Can you print the data exactly and leave out each image?

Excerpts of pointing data
--------------------------------

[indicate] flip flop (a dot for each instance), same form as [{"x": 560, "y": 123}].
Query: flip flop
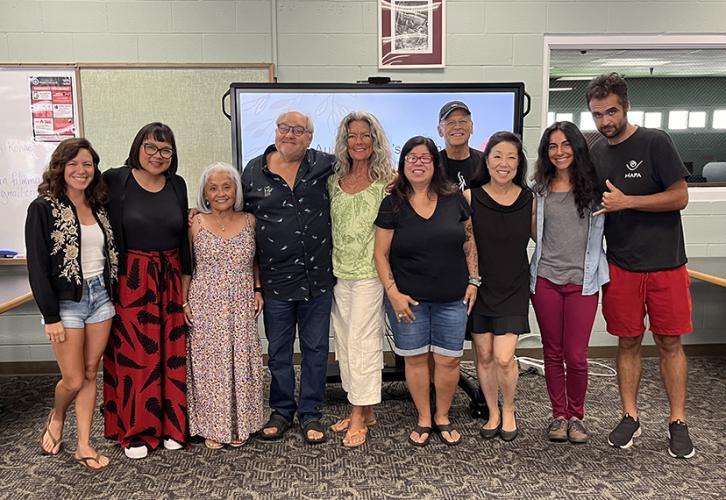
[
  {"x": 237, "y": 444},
  {"x": 212, "y": 444},
  {"x": 84, "y": 462},
  {"x": 441, "y": 428},
  {"x": 354, "y": 441},
  {"x": 314, "y": 425},
  {"x": 343, "y": 424},
  {"x": 46, "y": 430},
  {"x": 421, "y": 430},
  {"x": 277, "y": 422}
]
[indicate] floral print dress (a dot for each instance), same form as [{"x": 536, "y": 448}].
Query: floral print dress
[{"x": 224, "y": 354}]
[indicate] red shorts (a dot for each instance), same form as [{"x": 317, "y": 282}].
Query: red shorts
[{"x": 664, "y": 295}]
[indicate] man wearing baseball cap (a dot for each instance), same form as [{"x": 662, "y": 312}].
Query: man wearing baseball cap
[{"x": 458, "y": 159}]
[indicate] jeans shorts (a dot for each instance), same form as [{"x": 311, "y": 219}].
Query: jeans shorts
[
  {"x": 439, "y": 327},
  {"x": 95, "y": 305}
]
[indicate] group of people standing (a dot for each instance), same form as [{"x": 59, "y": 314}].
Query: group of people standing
[{"x": 310, "y": 239}]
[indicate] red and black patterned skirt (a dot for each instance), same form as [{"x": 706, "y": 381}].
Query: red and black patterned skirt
[{"x": 144, "y": 379}]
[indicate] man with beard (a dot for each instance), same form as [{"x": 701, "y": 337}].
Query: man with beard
[{"x": 644, "y": 191}]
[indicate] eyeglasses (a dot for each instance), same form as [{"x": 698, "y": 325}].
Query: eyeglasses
[
  {"x": 296, "y": 130},
  {"x": 426, "y": 159},
  {"x": 457, "y": 123},
  {"x": 359, "y": 137},
  {"x": 152, "y": 149}
]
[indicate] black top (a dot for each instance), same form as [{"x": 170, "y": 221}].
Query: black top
[
  {"x": 460, "y": 172},
  {"x": 645, "y": 163},
  {"x": 152, "y": 221},
  {"x": 119, "y": 182},
  {"x": 53, "y": 244},
  {"x": 427, "y": 255},
  {"x": 294, "y": 242},
  {"x": 502, "y": 234}
]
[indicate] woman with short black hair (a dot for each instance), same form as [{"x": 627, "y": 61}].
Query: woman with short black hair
[{"x": 145, "y": 363}]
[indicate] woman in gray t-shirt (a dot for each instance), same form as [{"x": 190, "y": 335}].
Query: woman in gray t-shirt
[{"x": 566, "y": 273}]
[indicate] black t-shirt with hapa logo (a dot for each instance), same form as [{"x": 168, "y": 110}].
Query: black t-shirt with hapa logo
[{"x": 645, "y": 163}]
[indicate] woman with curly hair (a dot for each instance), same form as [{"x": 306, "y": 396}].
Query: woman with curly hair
[
  {"x": 72, "y": 265},
  {"x": 362, "y": 170},
  {"x": 566, "y": 272}
]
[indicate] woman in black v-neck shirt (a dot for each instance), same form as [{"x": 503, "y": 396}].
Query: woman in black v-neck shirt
[{"x": 426, "y": 259}]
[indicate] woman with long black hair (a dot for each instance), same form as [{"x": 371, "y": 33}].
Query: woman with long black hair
[{"x": 567, "y": 270}]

--------------------------------

PROBLEM SOLUTION:
[indicate] flip flop (a dot for each instance), same form as [{"x": 560, "y": 123}].
Query: flip flop
[
  {"x": 237, "y": 444},
  {"x": 212, "y": 444},
  {"x": 84, "y": 462},
  {"x": 441, "y": 428},
  {"x": 354, "y": 441},
  {"x": 314, "y": 425},
  {"x": 343, "y": 424},
  {"x": 46, "y": 430},
  {"x": 421, "y": 430},
  {"x": 277, "y": 422}
]
[indicate] floral print dress (a dot for each instance), same form as [{"x": 536, "y": 448}].
Query: floral print dress
[{"x": 224, "y": 354}]
[indicate] red shorts (a dot for each instance), same form as [{"x": 317, "y": 282}].
Query: red shorts
[{"x": 664, "y": 295}]
[indicate] man wearing baseball cap (a dot for each instance), same form as [{"x": 662, "y": 312}].
Query: man wearing baseball cap
[{"x": 458, "y": 159}]
[indicate] jeans shorts (a dot for each instance), same form as [{"x": 311, "y": 219}].
Query: jeans shorts
[
  {"x": 439, "y": 327},
  {"x": 95, "y": 305}
]
[indicate] group of people standing (a dot for each instance), same form as [{"x": 59, "y": 314}].
Query: group of people standing
[{"x": 310, "y": 239}]
[indicate] red and black patterned skirt (a dot for each instance), same form as [{"x": 706, "y": 381}].
Query: red and black patterned skirt
[{"x": 144, "y": 379}]
[indicate] man with beard (a dot for each instance), same form as [{"x": 701, "y": 337}].
Query: man with beard
[{"x": 644, "y": 191}]
[indicate] eyeglasses (a dot for each instance), same form as [{"x": 698, "y": 325}].
Query: eyeglasses
[
  {"x": 296, "y": 130},
  {"x": 426, "y": 159},
  {"x": 457, "y": 123},
  {"x": 359, "y": 137},
  {"x": 152, "y": 149}
]
[indicate] black top (a dot for each instance), same form as [{"x": 170, "y": 221}].
Query: black top
[
  {"x": 460, "y": 172},
  {"x": 645, "y": 163},
  {"x": 152, "y": 221},
  {"x": 119, "y": 182},
  {"x": 53, "y": 244},
  {"x": 427, "y": 255},
  {"x": 294, "y": 242},
  {"x": 502, "y": 234}
]
[indicate] woman with short black hair (a dot for each instance), same form as [{"x": 627, "y": 61}].
Query: woman with short black hair
[{"x": 145, "y": 363}]
[indicate] woman in gray t-shirt (a dot for each instance), same form as [{"x": 190, "y": 335}].
Query: woman in gray t-shirt
[{"x": 566, "y": 273}]
[indicate] black t-shirt with hapa logo (a dot for each instance), same form as [{"x": 168, "y": 110}].
Query: black t-shirt with hapa logo
[{"x": 645, "y": 163}]
[indicate] woman with curly hair (a dot for each instance), same form as [{"x": 306, "y": 396}].
Query: woman with curly hair
[
  {"x": 72, "y": 265},
  {"x": 362, "y": 170},
  {"x": 566, "y": 272}
]
[indicate] woman in black v-neck shirt (a dot for each instance), same form as [{"x": 503, "y": 396}].
Query: woman in black v-neck shirt
[{"x": 426, "y": 259}]
[indicate] woman with long black hair (a dot for each instance), same form as [{"x": 371, "y": 33}].
Query: woman with long black hair
[{"x": 567, "y": 270}]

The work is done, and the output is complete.